■ READING TEXT ■
(begin)

According to health care policy expert Ed Haislmaier of the Heritage Foundation, these grants come with strings attached that increasingly commit the state to creating an Obamacare exchange, not the far more limited entity his organization has promoted. He told Capitol Confidential this is why he recommends states refuse to take this money. (Two that did have since returned it — Kansas and Oklahoma.)
Many free market health policy experts who oppose the PPACA say refusing to create an exchange is one of the most important actions states can take to help bring down the federal health care law, while creating one helps entrench it. Some recent developments have strengthened the case for refusing, or at least waiting until 2013.
The federal law, however, creates a “prisoners dilemma” for governors and legislators: On the one hand, if a state does not create its own Obamacare exchange then the feds will set one up, and lawmakers fear this will mean a loss of state control. Gov. Snyder expressed this concern in his recent message on health care: “I do not support a ‘one size fits all’ federal approach to health reform, which is where we would be if we were to allow the federal government to run a health insurance exchange in Michigan.”
Case grows for “Just Say No”
But states may retain little if any meaningful “control” even if they do create their own exchanges, because these will have to comply with reams of ever-changing federal regulations, most of which have not even been written yet. The first of four initial installments was released in July; according to the Wall Street Journal: “The word ‘require’ appears 811 times in the 244-page rule and its 103-page supplement. ‘Must’ shows up 580 times — and this is merely HHS’s first batch of exchange mandates…”
In recent weeks the case for “Just Say No” has grown stronger as new flaws have been discovered in the language of the PPACA, possibly caused by the irregular manner in which it was rushed through Congress in March 2010. The first of these involves funding for the alternative federal exchanges: There is none. That is, the law fails to authorize an ongoing funding mechanism.
Officials at the federal Department of Health and Human Services believe they can shuffle other funds to cover the cost, at least for a while. But unless Congress corrects the deficiency — including a Republican House of Representatives that has already voted to repeal the PPACA — sustaining this on a permanent basis may become problematic.
More serious, the law fails to authorize payment through the federal exchanges of the individual insurance subsidies that are the heart of Obamacare. This flaw was discovered by David Hogberg of Investors Business Daily, who reported, “Yet Obamacare states that the tax credit is available to people who are enrolled in an ‘an exchange established by the state under (Section) 1311.’ It makes no mention of people enrolled in federal exchanges being eligible for the tax credit.” Note: The “tax credit” is actually a subsidy styled as a “credit.”
Resistance growing elsewhere, legislation introduced here
These flaws pose a serious challenge to the functioning of the law, especially if more than a handful of states fail or refuse to create an exchange. And resistance to doing so may be growing. At least five Republican governors have either flat-out refused, or have returned federal grants previously accepted for the purpose.* A number of state legislatures have defeated or refused to act on exchange legislation.
Earlier this month it was reported that the Republican-controlled New York state Senate was refusing to approve legislation necessary to meet a Sept. 30 deadline for a particular PPACA exchange grant. A political science professor there told the New York Times, “With a state as visible as New York, for the exchange to be obstructed is a very ominous sign for the ultimate implementation of the Affordable Care Act.”

(end)

■ SET EXERCISE ■
Print the passage from the piece on state health insurance exchanges word for word. Begin at the words "In recent weeks" and stop after "ongoing funding mechanism.".

(Stored data)
(begin)

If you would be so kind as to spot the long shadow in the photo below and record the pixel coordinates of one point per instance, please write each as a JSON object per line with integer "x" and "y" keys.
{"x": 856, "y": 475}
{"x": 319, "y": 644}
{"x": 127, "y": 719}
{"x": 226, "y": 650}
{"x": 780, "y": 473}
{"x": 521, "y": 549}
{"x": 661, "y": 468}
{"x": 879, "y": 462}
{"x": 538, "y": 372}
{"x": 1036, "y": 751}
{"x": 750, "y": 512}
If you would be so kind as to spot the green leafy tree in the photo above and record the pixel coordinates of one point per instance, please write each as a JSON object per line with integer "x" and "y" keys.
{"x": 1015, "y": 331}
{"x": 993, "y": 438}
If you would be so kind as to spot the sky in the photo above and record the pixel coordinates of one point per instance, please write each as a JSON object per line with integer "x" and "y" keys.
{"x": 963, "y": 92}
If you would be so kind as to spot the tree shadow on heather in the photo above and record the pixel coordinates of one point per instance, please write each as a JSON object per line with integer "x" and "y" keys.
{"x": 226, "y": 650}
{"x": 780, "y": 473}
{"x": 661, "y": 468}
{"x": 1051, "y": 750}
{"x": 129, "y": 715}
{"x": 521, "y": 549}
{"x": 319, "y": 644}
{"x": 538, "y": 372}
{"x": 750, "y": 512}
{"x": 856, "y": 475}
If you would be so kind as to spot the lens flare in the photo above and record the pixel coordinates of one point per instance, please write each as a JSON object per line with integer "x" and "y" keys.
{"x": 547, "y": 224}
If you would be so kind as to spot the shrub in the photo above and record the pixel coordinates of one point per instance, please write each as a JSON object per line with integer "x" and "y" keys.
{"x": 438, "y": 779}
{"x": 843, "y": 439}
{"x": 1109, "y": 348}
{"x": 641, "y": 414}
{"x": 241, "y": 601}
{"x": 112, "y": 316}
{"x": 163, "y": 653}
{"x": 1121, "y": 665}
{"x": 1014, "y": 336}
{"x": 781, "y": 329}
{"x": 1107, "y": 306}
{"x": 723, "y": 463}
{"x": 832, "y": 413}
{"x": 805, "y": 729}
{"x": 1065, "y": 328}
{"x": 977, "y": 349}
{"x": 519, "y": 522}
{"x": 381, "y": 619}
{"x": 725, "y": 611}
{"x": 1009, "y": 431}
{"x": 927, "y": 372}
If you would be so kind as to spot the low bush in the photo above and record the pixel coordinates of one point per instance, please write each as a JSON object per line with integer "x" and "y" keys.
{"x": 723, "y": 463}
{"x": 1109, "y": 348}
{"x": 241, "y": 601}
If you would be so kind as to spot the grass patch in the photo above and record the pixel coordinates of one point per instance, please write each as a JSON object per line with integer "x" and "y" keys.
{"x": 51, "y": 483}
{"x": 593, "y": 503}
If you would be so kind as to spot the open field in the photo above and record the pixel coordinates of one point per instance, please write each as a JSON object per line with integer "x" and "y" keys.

(end)

■ ANSWER TO THIS PROBLEM ■
In recent weeks the case for “Just Say No” has grown stronger as new flaws have been discovered in the language of the PPACA, possibly caused by the irregular manner in which it was rushed through Congress in March 2010. The first of these involves funding for the alternative federal exchanges: There is none. That is, the law fails to authorize an ongoing funding mechanism.